WHAT TO PRODUCE => Identify each line in the records below that contains the word "broken", and copy it.

[Dataset excerpts]
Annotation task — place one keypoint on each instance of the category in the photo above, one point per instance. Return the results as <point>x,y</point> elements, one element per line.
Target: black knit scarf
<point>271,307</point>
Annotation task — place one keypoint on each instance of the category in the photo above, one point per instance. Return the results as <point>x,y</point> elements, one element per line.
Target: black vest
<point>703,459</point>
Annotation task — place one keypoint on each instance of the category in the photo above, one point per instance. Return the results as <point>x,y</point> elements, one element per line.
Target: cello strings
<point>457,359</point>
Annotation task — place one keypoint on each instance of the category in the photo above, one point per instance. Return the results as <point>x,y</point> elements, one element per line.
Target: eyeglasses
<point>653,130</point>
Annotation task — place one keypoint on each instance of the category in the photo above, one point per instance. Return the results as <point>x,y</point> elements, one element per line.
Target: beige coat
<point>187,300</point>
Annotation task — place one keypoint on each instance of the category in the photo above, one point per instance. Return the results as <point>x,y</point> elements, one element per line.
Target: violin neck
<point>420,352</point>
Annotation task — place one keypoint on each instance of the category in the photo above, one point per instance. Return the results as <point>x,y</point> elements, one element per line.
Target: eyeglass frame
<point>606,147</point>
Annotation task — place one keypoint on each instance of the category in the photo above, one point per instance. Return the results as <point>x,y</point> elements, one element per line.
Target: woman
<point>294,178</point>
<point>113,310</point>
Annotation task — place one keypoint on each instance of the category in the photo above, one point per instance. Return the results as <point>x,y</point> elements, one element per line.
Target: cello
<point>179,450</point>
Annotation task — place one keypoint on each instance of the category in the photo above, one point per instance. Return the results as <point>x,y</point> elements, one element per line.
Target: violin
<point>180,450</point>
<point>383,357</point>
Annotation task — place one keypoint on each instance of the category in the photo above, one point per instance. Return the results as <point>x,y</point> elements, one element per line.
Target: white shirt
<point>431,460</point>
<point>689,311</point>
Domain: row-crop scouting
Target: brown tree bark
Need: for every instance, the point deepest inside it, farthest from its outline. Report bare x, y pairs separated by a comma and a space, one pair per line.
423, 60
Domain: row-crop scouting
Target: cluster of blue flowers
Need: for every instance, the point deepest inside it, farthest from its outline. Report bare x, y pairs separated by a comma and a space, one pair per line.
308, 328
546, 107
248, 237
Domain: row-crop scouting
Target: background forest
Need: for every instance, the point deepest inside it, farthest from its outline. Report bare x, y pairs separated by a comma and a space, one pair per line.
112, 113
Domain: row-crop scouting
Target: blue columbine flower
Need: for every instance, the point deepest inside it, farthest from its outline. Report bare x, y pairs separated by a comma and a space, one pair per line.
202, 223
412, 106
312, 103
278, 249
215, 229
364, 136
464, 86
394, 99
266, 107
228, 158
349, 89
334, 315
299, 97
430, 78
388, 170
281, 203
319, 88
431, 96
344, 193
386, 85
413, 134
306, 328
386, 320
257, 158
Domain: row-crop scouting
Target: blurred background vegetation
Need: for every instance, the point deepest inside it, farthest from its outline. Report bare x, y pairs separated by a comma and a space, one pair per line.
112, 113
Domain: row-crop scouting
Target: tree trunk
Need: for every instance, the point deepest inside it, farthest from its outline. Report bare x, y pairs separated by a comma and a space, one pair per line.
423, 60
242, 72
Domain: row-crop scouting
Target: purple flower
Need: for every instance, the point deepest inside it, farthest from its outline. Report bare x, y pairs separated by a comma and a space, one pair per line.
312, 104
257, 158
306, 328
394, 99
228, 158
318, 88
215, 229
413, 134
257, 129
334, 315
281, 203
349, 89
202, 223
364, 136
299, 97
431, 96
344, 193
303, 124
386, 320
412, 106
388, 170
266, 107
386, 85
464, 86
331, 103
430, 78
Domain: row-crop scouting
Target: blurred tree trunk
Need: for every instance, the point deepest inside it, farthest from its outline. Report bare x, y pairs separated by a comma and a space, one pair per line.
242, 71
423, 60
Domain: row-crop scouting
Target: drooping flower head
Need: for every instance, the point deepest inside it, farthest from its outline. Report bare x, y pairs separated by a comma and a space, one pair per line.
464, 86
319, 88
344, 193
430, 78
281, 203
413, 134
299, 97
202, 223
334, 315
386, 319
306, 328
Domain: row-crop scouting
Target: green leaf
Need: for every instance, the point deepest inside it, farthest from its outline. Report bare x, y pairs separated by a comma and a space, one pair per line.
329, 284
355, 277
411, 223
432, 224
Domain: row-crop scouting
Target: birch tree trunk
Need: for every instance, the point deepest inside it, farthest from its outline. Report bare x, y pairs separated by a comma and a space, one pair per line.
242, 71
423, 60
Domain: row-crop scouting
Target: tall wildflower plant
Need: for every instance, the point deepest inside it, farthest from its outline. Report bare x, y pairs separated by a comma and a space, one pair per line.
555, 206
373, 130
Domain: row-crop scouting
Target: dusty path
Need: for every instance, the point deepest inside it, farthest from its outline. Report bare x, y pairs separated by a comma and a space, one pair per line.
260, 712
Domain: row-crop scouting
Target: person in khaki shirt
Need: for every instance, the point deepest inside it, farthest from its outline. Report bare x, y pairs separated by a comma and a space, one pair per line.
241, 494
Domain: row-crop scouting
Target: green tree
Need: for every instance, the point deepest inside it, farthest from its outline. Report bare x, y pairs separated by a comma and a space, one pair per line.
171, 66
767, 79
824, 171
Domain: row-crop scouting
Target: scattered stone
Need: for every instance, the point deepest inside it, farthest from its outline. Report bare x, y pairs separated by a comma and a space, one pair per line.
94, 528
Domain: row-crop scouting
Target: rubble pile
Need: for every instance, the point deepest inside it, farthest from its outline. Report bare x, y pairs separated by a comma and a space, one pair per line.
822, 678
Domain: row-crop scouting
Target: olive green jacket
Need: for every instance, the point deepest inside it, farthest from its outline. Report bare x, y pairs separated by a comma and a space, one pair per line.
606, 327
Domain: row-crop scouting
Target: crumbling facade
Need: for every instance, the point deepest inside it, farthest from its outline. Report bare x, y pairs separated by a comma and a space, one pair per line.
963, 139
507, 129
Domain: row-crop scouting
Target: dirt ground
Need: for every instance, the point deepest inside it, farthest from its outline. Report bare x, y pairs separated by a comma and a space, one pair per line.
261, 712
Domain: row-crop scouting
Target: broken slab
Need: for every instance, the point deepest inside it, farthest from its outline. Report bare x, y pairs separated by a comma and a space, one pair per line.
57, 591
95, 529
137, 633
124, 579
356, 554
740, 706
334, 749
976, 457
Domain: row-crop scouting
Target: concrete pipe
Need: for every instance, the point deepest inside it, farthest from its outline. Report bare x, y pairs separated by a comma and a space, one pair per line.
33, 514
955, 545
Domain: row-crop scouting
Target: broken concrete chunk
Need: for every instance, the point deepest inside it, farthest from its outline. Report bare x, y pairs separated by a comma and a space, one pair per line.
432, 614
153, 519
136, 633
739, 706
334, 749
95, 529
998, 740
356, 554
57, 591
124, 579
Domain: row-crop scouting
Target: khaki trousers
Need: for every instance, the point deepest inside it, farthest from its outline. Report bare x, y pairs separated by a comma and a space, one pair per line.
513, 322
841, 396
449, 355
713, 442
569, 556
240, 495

OUTPUT FOR THIS TASK =>
Target: broken slab
Target: broken concrete chunk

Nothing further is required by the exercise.